Gestellte Aufgabe A: Nenne alle Zwischenüberschriften, die im Text über Faustregeln vorkommen.
Gestellte Aufgabe B: Wie lange dauert laut dem Text über Faustregeln die Dämmerung am Äquator?
Gestellte Aufgabe C: Greife den Text über Faustregeln auf und schreibe ihn im Anschluss an seinen letzten Satz weiter.

#### Vorgegebener Text ####

Minuten bis zum Sonnenuntergang
Wenn sich die Sonne dem Horizont nähert, kann man durch eine Faustregel bestimmen, wie viele Minuten Tageslicht noch bleiben. Dafür streckt man den Arm mit abgewinkelter Hand von sich, sodass man seine Handinnenfläche sieht. Die Hand wird am ausgestreckten Arm so positioniert, dass der kleine Finger den Horizont berührt. Nun zählt man, wie viele Finger zwischen Sonne und Horizont passen. Ein Finger entspricht dabei 15 Minuten.
Diese Methode reicht für Wanderer völlig aus, um etwa herauszufinden, wie lange sie noch Tageslicht haben werden. Wirklich genau ist sie aber nicht. Außerdem lässt sie sich nur nachmittags oder abends anwenden, wenn noch höchstens acht Finger zwischen Sonne und Horizont passen.
Wie schnell sich die Sonne dem Horizont nähert, hängt von der Jahreszeit und dem Standort auf der Erde ab. Am Äquator dauert die Dämmerung nur etwa 20 Minuten, da die Sonne dort senkrecht untergeht. In Mitteleuropa schneidet sie beispielsweise flacher, weswegen die Dämmerung länger dauert. Weiter nördlich, bzw. südlich vom Äquator schneidet sie noch flacher.
Die Faustregel, dass ein Finger breit 15 Minuten Sonnenlicht entspricht, lässt sich nur in mittleren geografischen Breiten anwenden.
Faustregeln für die deutsche Rechtschreibung
Die deutsche Rechtschreibung ist durch verschiedene Regeln festgelegt. Für viele Bereiche gibt es zusätzlich Faustregeln, die zwar häufig stimmen, aber auch mal falsch liegen können.
Beispielsweise muss ein Satzabschnitt meistens mit Kommata abgetrennt werden, wenn er sich auch in Klammern setzen lassen würde. Großgeschrieben wird jedes Wort, vor das man einen Artikel, eine bestimmte oder unbestimmte Mengenangabe oder ein Adjektiv setzen kann.
Diese Faustregeln reichen für den Alltag aus. Will man wirklich fehlerfrei schreiben, muss man zusätzlich die genauen Regeln kennen.
Herkunft der Faustregeln
Wo die Faustregel ihren Ursprung hat, ist nicht bekannt. Es existieren verschiedene Theorien, die naheliegend klingen, aber nicht bewiesen sind.

#### Datenabschnitt ####

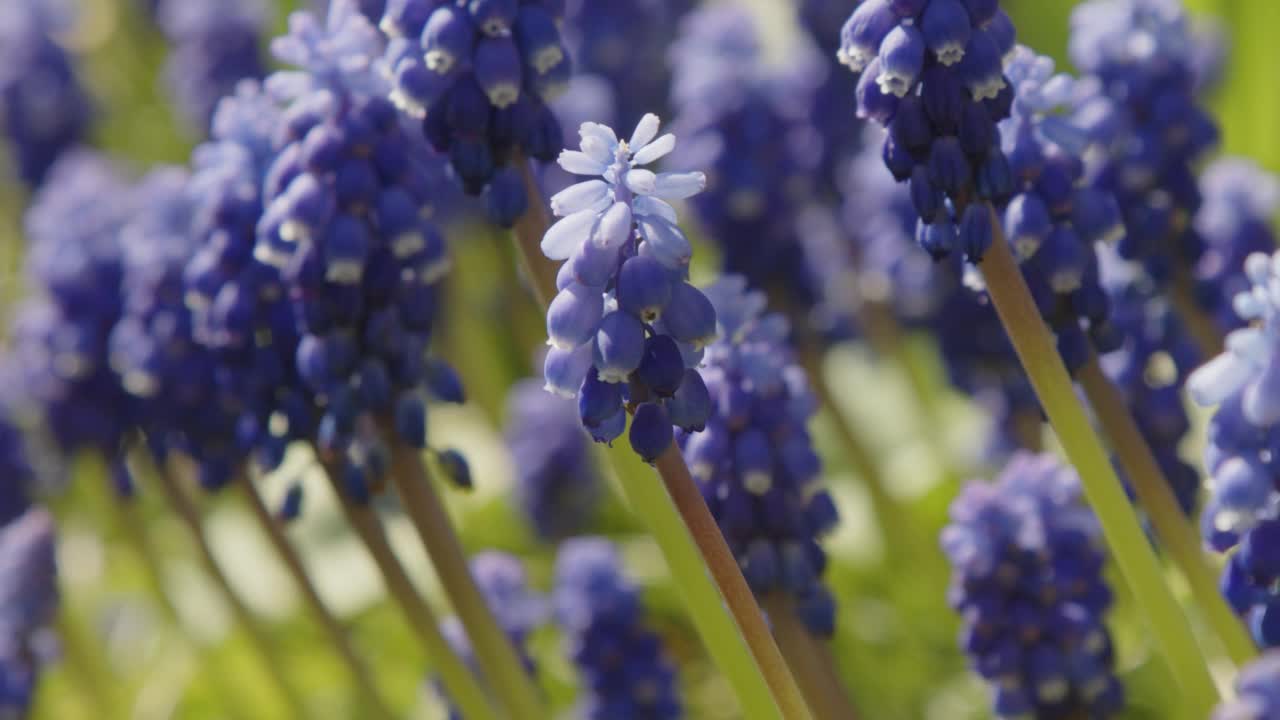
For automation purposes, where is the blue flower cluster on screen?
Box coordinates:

####

Antwort zur Aufgabe A:
- Minuten bis zum Sonnenuntergang
- Faustregeln für die deutsche Rechtschreibung
- Herkunft der Faustregeln

Antwort zur Aufgabe B: Am Äquator dauert die Dämmerung nur etwa 20 Minuten.

Antwort zur Aufgabe C:
Johann Georg Faust
Johann Georg Faust war ein Wunderheiler, der von etwa 1480 bis 1541 lebte. Er gilt als Vorlage für Goethes Faust I und Faust II. Der Name „Faust“ kommt aus dem Lateinischen. Während der Renaissance war „Faustus“ ein üblicher Gelehrtenname. Er bedeutet „der Glückliche“. Der Träger wollte damit seine gute Bildung ausdrücken, mit der er den Menschen Glück bringt. In Knittlingen, Fausts Geburtsort, ist er allerdings auch als normaler Familienname belegt.
Ab 1506 sind mehrere Besuche in Süddeutschland überliefert, bei denen Faust auch als Magier oder Wahrsager auftrat. Dabei traf er jedoch häufig auf Menschen, die in ihm nichts weiter als einen Betrüger sahen.
Einer davon war Johannes Trithemius, ein Abt, der Faust 1506 nahe der Stadt Gelnhausen traf. Er berichtete ein Jahr darauf dem Astrologen und Mediziner Johann Virdung von seinen Beobachtungen in einem Brief.
Darin schreibt er, dass Faust sich wann immer es sich anbot, als der Beste in einem Gebiet darstellte. Er behauptete, die Gesamtwerke Platons und Aristoteles aus dem Kopf besser wiedergeben zu können, als die Philosophen selbst. Außerdem sei er in der Lage, alle von Jesus Christus vollbrachten Wunde selbst durchzuführen. Dabei merkte er zusätzlich an, dass ihm dies in beliebiger Zahl möglich sei und wann immer er es wolle.
Ein Zusammenhang mit der Bedeutung seines Namens wird 1513 deutlich. Der Humanist Mutianus Rufus traf Faust in einer Herberge an und hörte seine Prahlereien. In einem Brief verdeutlicht Rufus die Abneigung, die er gegenüber Faust verspürte, als er ihm beim Handlesen zusah. Gleichzeitig gibt er aber auch an, nicht eingegriffen zu haben, als er den Menschen Geld für seine Dienste abnahm. „Die Dummen“, wie er sie nennt, würden ihn ja nicht kümmern.
Auch später treibt Faust es mit seinen Betrügereien immer wieder zu weit, wird aber kaum dafür belangt. Man verweist ihn der Stadt, wenn er auffällt, woraufhin Faust einfach weiterzieht. Sein Name „der Glückliche“ schien zumindest ihm selbst Glück zu bringen, da er größeren Strafen stets entging. Er war den Behörden schlicht die Mühe nicht wert.
Am Ende soll Faust in einer Explosion gestorben sein, als er versuchte, Gold herzustellen. Bis dahin hatte er mindestens 24 Jahre von Betrügereien gelebt.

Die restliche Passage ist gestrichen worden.